» Text for analysis:
_____

The Nayarit “mayor who only stole a little” from the public coffers of San Blas has confirmed his political intentions: he’s running for governor.
Mayor Hilario “Layín” Ramírez Villanueva yesterday dispelled any doubts about those intentions by formally requesting his registration as an independent candidate.
In true “Layín” fashion, the mayor was accompanied by bands playing corrido and banda music, dozens of citizens from the 20 municipalities of the state, social leaders and former members of the Institutional Revolutionary Party (PRI) during his visit to the state electoral institute offices, reported the newspaper Milenio.
“I have no political enemies, I have no enemies, let them look into my past,” said Ramírez.
His two terms as mayor of San Blas have been marked by scandals and lavish celebrations. During his first term, while still affiliated with the National Action Party (PAN), he was accused of stealing funds from the municipal coffers.
The scandal was enough for the party to expel Ramírez from its ranks.
But the man who went on to become the first independent mayor of San Blas when he was reelected in 2014 replied during his election campaign that he had “only stolen a little” because the municipality had hardly any money to begin with, a statement that earned international attention.

_____

» Problems to work on:
a - Reproduce the portion of the article on the San Blas mayor that begins at the words "The scandal was" and stops after the words "earned international attention.".
b - According to the article on the San Blas mayor, which party expelled Ramírez after he was accused of stealing municipal funds?
The listing that comes next has no connection to the article on the San Blas mayor.

Recorded data
_____

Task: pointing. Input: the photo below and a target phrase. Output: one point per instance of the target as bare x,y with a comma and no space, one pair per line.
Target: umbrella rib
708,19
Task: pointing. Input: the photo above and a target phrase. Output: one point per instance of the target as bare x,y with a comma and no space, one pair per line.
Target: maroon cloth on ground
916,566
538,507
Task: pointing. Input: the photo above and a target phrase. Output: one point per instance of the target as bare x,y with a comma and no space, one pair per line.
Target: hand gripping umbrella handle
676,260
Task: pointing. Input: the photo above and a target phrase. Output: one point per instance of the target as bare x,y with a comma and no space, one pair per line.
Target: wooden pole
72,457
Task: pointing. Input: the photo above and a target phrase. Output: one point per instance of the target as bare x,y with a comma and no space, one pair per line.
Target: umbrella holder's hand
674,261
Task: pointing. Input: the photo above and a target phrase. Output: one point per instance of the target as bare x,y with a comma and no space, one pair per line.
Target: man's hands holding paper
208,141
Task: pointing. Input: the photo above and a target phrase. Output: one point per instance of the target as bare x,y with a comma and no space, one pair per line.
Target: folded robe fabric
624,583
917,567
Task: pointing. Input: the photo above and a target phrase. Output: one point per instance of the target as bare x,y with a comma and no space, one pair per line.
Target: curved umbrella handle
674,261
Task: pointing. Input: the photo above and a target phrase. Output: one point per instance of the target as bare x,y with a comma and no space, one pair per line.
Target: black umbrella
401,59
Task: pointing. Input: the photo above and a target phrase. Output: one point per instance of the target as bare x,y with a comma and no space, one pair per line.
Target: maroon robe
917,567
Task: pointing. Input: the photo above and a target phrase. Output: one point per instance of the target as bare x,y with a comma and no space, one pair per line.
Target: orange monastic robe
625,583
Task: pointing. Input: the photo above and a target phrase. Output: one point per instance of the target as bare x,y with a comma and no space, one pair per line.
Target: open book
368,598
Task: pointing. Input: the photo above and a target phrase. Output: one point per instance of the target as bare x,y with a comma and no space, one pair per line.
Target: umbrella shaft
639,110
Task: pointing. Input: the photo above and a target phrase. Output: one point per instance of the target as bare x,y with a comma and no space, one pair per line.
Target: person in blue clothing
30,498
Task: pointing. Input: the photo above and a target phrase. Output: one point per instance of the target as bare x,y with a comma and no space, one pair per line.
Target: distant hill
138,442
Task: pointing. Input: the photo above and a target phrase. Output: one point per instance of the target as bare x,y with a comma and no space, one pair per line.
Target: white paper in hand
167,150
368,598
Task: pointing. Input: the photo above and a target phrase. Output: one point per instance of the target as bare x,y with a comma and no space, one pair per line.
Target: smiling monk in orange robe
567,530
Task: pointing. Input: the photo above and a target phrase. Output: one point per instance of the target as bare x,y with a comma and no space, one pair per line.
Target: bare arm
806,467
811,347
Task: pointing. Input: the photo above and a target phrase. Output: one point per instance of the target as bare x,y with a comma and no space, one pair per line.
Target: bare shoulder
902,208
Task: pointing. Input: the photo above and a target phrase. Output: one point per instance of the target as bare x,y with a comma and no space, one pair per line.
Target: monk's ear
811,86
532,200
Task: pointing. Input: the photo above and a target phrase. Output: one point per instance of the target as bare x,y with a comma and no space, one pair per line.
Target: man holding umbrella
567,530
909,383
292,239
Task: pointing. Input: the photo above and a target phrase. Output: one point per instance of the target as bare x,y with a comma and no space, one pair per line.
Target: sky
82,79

_____

» Answers to this exercise:
a -
The scandal was enough for the party to expel Ramírez from its ranks.
But the man who went on to become the first independent mayor of San Blas when he was reelected in 2014 replied during his election campaign that he had “only stolen a little” because the municipality had hardly any money to begin with, a statement that earned international attention.

b - The National Action Party (PAN).